- Da svolgere: Indica il numero di righe qui sotto che contengono la parola "arrow". Scrivi soltanto il numero.

[Esempi di etichettatura tramite punti]

+++++

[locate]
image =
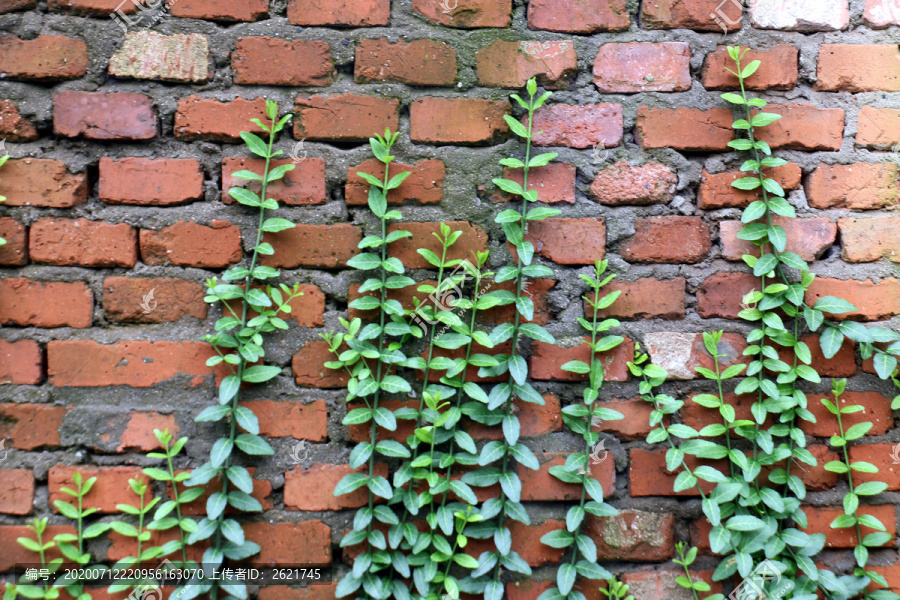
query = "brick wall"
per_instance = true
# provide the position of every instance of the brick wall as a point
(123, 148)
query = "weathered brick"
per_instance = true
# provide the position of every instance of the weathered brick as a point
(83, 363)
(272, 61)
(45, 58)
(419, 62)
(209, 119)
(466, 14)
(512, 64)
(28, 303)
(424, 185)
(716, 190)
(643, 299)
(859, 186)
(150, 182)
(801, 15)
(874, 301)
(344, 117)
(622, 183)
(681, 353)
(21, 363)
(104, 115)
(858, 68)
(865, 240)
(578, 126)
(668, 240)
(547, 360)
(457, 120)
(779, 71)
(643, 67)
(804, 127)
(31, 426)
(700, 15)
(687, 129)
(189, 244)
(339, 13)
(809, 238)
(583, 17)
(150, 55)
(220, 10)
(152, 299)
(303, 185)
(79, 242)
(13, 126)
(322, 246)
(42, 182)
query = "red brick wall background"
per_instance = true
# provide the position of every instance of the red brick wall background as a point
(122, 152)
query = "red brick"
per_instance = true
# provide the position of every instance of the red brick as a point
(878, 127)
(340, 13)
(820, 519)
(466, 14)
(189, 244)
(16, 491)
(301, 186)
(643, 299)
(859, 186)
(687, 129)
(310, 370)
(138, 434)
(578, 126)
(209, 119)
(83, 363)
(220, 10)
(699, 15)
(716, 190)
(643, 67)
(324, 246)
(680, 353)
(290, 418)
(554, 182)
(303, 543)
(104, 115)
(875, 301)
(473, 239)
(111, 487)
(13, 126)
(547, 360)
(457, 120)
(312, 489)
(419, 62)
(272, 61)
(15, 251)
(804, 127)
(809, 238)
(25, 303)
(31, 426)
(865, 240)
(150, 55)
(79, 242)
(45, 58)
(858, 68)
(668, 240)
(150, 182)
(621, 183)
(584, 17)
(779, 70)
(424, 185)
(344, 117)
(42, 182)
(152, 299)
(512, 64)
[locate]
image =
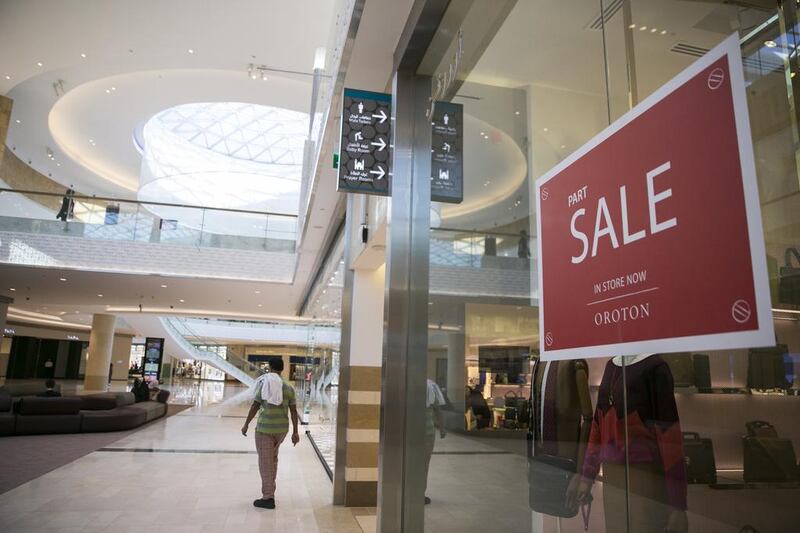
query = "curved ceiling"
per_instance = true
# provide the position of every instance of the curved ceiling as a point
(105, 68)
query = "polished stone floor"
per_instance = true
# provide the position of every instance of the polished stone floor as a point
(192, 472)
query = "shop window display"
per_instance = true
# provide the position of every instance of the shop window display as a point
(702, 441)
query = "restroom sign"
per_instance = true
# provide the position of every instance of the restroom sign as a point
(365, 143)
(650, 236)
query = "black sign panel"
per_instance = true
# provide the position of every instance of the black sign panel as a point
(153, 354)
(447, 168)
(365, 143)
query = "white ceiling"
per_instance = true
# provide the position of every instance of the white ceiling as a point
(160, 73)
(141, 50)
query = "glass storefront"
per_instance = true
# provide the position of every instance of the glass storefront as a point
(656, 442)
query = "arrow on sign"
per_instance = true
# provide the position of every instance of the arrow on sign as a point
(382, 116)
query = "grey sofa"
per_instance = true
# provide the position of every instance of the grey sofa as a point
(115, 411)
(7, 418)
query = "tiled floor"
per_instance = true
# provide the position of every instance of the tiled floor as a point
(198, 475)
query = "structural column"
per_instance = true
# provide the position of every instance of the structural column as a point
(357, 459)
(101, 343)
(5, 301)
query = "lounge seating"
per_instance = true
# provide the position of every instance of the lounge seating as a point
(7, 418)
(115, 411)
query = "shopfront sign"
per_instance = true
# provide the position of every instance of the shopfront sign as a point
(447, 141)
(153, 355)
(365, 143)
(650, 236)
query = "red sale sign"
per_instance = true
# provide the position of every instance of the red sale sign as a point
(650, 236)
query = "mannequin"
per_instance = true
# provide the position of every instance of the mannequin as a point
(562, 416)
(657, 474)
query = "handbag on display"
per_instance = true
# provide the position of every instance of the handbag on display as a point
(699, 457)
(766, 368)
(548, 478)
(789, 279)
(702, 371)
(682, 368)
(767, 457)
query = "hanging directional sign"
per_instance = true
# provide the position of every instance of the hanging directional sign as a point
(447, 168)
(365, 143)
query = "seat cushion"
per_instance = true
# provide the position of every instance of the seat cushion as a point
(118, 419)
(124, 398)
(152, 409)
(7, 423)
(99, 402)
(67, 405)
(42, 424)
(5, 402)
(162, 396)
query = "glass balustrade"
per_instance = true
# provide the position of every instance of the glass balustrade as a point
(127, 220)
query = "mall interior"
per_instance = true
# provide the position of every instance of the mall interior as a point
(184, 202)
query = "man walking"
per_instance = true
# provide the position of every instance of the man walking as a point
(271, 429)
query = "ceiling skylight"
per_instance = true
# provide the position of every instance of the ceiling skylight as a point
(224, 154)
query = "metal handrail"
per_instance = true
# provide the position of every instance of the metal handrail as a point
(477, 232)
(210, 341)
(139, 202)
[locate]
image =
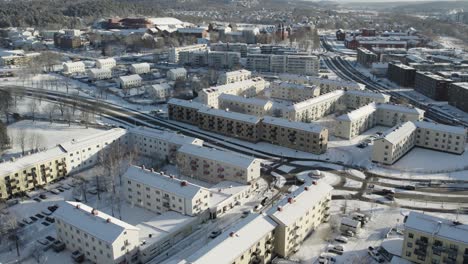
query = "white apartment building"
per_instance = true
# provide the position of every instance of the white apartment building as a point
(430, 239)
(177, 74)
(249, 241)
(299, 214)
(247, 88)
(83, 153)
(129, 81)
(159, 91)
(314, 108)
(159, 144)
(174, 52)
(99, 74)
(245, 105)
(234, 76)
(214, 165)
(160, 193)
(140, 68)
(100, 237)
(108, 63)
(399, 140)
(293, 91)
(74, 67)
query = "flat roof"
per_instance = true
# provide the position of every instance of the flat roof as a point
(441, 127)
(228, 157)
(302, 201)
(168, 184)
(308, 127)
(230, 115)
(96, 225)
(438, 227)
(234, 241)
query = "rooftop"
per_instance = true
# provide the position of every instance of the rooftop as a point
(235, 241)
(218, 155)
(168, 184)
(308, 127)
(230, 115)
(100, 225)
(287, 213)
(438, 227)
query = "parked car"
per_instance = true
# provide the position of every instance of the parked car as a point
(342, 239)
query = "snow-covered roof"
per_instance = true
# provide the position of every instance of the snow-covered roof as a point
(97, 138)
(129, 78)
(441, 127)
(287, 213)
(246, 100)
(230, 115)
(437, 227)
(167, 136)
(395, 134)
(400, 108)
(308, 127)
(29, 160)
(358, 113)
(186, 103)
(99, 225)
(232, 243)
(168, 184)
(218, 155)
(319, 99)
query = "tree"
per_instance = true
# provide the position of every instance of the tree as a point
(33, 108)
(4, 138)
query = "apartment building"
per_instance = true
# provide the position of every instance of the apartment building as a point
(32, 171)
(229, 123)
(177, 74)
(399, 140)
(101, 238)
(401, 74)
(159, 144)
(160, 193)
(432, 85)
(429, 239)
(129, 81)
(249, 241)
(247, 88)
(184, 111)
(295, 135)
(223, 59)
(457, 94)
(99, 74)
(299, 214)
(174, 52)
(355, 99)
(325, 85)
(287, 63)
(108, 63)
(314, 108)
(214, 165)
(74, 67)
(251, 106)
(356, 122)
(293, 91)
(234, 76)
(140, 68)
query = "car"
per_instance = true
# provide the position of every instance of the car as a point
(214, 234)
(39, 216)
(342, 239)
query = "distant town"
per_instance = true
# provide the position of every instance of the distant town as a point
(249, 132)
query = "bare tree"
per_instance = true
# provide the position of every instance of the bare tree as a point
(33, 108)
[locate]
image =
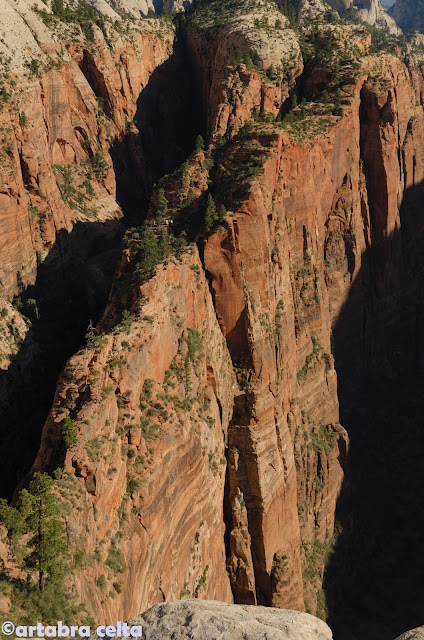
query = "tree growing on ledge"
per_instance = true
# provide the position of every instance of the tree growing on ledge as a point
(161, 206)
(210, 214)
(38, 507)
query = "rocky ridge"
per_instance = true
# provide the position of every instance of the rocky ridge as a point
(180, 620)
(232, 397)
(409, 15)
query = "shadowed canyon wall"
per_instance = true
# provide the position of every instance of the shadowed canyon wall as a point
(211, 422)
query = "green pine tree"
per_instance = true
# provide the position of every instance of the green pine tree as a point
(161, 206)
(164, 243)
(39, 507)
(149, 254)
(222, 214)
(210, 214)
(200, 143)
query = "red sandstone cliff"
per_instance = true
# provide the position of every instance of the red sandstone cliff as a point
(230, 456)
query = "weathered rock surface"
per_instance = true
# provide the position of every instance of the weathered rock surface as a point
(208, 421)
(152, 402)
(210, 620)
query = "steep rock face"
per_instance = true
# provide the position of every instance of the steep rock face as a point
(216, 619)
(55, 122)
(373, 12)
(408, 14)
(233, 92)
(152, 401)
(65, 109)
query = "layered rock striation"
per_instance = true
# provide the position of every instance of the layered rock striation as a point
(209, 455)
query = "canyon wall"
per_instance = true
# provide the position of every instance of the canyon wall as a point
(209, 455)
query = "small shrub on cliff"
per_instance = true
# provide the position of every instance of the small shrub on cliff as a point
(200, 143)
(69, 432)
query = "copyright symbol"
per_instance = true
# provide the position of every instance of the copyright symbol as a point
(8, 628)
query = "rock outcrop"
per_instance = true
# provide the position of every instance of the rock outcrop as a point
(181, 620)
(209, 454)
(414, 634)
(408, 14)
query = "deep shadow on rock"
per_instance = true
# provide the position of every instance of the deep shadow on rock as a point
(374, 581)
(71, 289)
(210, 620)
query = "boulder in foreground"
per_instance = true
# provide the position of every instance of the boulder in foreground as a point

+++++

- Soluzione: 2